(Image location labeling entries)
+++
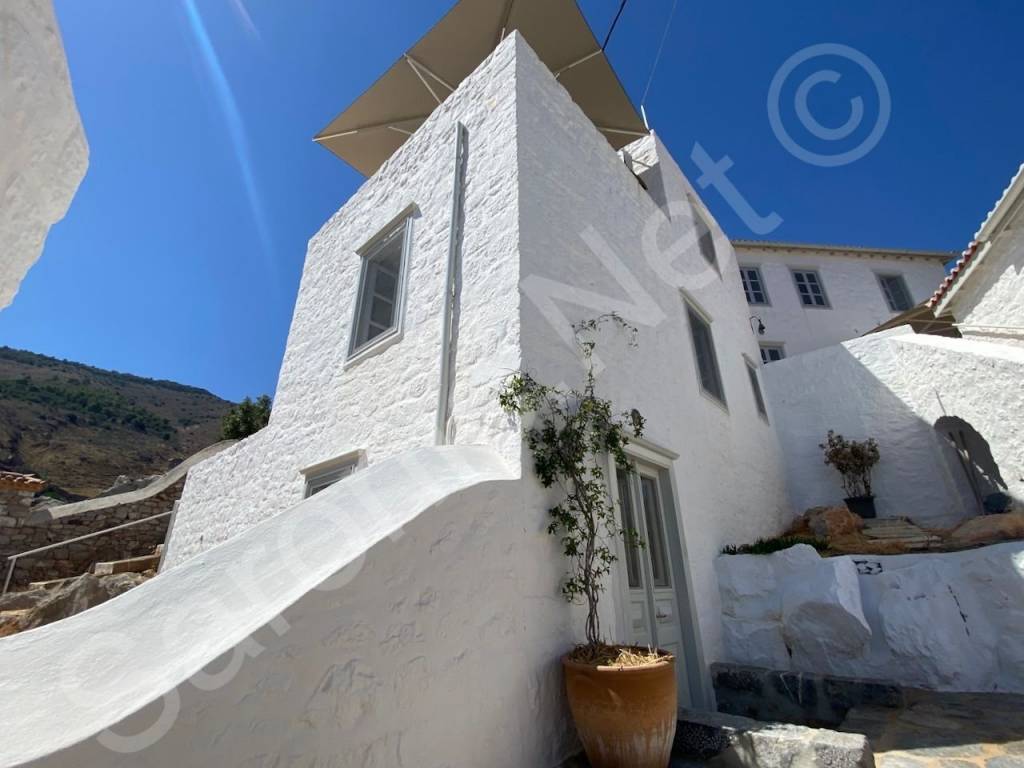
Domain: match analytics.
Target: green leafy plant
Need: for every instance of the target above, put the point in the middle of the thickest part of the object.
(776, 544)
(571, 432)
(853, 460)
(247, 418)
+++
◆ DIRECTIVE: Quote the data above in full and without alteration; skip the pictures.

◆ SOLUTION:
Domain: match analytics.
Target: green leafy plant
Need: for every instance of the target above, put the point in the middle of the thickest part of the object.
(776, 544)
(571, 432)
(853, 460)
(247, 418)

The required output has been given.